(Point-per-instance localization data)
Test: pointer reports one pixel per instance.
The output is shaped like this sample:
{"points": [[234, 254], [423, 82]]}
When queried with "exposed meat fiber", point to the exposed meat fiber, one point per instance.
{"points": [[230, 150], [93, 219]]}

- [Assignment]
Copy every record above exactly as it stands.

- [Output]
Test: pointer reports one pixel per instance.
The output is shaped like this sample:
{"points": [[234, 254], [423, 82]]}
When queried with "exposed meat fiber", point to the exposed meat fiber, one point per instance.
{"points": [[230, 150], [93, 219]]}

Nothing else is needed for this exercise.